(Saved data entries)
Segment Open

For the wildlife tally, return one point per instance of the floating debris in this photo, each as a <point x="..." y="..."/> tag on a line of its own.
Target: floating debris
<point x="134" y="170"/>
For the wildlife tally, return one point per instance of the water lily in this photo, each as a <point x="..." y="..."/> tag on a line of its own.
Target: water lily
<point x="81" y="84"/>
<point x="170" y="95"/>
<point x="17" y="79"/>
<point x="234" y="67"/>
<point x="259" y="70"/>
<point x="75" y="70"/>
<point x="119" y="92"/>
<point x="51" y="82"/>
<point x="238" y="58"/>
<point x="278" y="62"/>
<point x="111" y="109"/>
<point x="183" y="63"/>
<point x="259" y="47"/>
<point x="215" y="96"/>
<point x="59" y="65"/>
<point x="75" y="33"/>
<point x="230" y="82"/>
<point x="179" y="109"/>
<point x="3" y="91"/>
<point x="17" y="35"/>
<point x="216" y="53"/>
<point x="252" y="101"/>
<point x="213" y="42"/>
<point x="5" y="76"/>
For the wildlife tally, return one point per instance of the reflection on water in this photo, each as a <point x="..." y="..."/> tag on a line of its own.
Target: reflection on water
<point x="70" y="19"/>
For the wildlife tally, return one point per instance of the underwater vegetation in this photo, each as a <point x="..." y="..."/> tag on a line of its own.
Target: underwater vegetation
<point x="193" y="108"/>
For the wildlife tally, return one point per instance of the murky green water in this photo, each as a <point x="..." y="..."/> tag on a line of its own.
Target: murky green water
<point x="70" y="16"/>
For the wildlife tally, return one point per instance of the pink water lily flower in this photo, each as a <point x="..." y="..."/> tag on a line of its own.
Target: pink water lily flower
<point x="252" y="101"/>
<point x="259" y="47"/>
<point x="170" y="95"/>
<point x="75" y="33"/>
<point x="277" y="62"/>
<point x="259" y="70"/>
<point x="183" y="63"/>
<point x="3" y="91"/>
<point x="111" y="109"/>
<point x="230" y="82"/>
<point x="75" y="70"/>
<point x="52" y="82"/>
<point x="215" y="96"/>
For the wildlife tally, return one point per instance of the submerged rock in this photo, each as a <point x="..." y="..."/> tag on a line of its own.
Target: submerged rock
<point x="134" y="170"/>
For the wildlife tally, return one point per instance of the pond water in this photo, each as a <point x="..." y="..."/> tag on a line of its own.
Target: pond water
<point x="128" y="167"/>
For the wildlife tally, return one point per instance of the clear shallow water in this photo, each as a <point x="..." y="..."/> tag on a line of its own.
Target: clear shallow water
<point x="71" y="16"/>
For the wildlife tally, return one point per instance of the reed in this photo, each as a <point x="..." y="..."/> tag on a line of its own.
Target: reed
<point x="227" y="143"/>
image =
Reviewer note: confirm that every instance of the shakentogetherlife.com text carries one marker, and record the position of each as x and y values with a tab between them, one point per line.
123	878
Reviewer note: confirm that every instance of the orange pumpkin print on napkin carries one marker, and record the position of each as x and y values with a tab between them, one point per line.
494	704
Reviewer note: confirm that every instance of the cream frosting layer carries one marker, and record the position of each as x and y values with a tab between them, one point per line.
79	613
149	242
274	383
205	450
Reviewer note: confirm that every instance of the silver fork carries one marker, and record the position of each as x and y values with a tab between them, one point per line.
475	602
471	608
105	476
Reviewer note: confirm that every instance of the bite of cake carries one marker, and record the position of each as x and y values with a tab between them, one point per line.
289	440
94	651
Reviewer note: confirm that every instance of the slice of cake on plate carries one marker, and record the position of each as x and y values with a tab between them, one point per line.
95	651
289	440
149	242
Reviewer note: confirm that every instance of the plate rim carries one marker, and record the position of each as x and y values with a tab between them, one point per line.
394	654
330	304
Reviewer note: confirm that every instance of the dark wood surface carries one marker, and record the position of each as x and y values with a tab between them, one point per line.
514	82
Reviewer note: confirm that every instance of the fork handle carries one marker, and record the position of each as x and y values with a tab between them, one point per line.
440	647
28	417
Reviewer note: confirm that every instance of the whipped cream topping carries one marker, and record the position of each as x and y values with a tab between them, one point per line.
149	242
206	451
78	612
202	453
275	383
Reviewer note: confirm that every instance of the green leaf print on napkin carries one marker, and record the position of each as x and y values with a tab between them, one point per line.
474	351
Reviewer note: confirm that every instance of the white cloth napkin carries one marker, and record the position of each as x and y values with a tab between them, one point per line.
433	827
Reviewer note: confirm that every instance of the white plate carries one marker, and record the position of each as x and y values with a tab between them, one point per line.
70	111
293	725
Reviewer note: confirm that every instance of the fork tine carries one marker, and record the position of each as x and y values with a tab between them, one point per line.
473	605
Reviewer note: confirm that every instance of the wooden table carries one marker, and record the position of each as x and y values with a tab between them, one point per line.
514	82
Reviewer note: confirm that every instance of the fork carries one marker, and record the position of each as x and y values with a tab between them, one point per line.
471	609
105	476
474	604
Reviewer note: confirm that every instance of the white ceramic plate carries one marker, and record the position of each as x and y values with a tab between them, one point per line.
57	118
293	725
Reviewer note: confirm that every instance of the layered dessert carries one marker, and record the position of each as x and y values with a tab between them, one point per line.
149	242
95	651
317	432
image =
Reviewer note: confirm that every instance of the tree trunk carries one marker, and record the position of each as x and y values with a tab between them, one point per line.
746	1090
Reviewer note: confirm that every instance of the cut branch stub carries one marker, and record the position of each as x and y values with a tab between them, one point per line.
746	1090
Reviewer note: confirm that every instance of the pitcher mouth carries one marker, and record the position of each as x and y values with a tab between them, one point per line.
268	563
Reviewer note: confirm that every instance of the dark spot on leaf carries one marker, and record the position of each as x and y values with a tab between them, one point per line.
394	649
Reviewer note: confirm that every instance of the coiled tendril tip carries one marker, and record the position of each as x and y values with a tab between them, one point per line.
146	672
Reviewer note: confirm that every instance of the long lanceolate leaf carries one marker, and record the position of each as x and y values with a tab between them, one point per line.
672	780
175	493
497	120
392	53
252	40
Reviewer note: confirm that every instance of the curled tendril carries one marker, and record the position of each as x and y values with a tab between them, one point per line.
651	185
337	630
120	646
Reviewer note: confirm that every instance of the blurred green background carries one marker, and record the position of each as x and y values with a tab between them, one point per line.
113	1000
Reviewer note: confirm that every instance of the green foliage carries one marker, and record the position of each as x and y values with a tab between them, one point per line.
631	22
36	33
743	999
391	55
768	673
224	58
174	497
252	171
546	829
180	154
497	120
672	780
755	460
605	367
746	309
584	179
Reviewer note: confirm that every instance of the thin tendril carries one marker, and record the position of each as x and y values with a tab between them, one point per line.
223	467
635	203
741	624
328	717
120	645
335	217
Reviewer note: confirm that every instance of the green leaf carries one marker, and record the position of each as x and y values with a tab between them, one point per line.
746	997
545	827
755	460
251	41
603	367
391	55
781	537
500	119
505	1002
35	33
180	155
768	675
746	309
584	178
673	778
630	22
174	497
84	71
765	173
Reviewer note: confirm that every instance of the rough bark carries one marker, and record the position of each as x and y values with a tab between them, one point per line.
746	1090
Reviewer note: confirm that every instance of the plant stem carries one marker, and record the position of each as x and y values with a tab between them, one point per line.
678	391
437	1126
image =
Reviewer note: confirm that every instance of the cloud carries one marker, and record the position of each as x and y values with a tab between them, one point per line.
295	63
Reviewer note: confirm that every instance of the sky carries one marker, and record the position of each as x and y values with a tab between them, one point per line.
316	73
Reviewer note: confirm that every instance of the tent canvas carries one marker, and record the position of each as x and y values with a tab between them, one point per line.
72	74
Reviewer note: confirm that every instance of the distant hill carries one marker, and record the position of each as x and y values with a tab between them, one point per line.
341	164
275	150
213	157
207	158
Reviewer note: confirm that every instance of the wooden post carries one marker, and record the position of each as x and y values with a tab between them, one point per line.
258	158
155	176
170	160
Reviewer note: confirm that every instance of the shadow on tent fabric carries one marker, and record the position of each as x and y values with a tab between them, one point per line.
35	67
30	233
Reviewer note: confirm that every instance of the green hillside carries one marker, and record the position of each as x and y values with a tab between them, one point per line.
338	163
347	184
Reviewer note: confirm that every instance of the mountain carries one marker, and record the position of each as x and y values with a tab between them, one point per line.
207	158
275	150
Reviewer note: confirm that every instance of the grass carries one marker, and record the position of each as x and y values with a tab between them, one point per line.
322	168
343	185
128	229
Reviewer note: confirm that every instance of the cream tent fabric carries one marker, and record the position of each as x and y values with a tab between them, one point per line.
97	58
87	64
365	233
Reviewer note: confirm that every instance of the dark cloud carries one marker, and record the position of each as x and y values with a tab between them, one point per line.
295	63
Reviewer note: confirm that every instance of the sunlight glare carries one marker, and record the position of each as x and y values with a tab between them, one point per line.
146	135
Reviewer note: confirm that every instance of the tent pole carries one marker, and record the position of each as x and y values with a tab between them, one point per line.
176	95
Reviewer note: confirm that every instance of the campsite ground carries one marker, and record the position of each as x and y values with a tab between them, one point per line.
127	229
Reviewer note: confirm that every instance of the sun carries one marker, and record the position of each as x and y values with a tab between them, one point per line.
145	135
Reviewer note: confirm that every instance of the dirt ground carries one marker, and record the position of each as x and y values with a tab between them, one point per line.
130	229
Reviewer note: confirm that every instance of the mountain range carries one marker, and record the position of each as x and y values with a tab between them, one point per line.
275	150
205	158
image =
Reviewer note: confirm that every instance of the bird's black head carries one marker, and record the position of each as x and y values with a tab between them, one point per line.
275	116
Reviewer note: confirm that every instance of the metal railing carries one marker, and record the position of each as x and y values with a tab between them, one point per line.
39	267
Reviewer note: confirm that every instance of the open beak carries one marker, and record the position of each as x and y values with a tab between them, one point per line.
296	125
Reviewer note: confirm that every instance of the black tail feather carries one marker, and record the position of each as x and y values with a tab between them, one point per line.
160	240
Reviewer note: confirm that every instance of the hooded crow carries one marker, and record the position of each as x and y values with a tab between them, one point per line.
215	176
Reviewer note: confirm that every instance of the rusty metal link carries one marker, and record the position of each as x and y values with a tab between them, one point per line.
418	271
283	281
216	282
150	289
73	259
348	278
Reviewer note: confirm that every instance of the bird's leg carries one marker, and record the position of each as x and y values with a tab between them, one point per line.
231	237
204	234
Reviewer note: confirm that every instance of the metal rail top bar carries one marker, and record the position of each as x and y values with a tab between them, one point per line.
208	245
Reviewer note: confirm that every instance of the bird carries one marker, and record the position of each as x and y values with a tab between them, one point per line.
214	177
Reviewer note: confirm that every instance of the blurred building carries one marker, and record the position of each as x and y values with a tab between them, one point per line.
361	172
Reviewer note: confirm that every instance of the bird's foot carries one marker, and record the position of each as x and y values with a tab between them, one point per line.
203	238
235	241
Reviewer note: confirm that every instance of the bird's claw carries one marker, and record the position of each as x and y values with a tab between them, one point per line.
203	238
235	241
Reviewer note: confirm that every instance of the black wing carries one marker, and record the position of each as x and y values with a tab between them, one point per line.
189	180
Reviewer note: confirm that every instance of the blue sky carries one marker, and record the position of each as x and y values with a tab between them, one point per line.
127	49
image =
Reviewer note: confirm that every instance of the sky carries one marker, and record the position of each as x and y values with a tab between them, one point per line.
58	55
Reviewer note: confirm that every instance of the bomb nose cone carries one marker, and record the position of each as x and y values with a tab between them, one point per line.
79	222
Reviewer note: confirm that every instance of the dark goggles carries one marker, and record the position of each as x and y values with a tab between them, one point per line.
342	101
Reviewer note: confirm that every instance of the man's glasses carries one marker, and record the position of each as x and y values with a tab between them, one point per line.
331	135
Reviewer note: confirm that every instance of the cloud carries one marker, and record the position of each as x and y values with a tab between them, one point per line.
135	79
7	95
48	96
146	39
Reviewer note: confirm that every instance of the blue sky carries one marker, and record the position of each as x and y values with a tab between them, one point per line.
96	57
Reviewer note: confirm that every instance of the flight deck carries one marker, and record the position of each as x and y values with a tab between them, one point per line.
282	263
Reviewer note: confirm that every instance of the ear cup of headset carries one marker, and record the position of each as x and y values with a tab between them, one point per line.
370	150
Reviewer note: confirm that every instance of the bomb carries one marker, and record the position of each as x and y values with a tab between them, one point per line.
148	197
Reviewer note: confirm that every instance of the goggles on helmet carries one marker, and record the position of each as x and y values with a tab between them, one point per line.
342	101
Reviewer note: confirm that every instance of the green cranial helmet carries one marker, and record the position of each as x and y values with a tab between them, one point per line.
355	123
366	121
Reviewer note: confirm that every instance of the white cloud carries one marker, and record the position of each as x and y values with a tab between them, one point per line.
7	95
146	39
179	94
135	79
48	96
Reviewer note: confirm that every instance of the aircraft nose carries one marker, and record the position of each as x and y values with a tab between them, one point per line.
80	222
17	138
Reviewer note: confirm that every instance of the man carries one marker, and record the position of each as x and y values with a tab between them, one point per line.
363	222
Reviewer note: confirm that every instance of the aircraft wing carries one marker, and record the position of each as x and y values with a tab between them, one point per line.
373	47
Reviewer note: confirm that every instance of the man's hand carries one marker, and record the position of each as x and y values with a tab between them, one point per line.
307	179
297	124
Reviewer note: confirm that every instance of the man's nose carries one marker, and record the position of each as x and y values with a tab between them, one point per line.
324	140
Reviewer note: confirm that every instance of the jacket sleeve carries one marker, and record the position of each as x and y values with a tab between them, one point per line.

Segment Closed

* **What you are asked to do**
Retype exactly the lines of the data above that fall between the line with "Target: underwater vegetation" and the line with "of the pink", inclusive, and add nothing.

* **Answer box**
Target: underwater vegetation
<point x="193" y="108"/>
For the wildlife tally, return one point per instance of the murky green water in this photo, each as a <point x="..." y="..."/> tag on a line of its own.
Target: murky green water
<point x="70" y="16"/>
For the wildlife tally, return one point per instance of the pink water lily flower in this photo, each as a <point x="..." y="..."/> tag on a line of its own.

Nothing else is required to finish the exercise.